[Referring expression pointing data]
-- Opening Marker --

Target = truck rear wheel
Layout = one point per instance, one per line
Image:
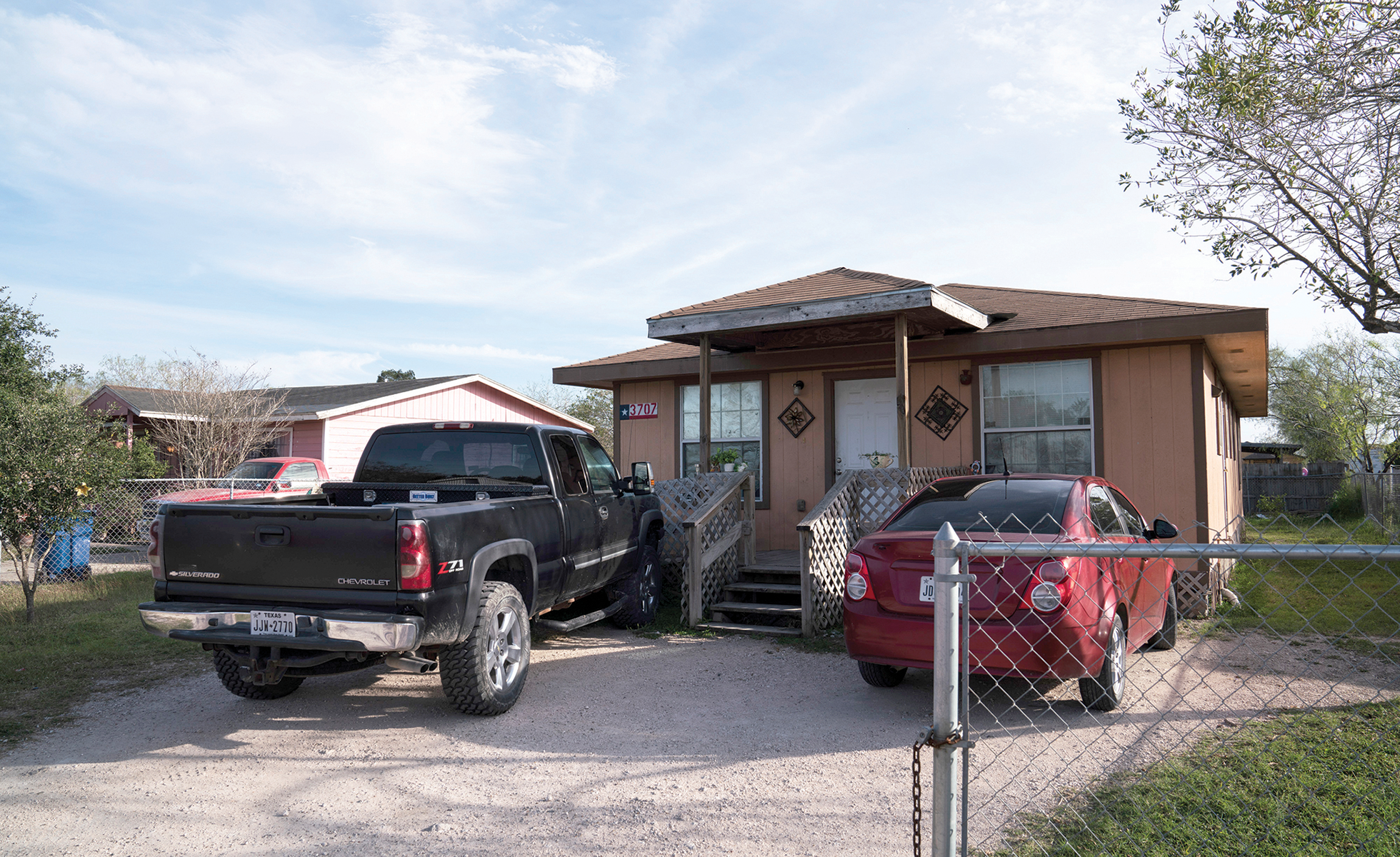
(227, 670)
(485, 674)
(641, 588)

-- Closing Marker --

EXERCISE BRIEF:
Print all entries exactly, without images.

RESPONSE AREA:
Target = truck rear wheel
Layout = one point per instance, one per line
Image:
(227, 670)
(485, 674)
(641, 588)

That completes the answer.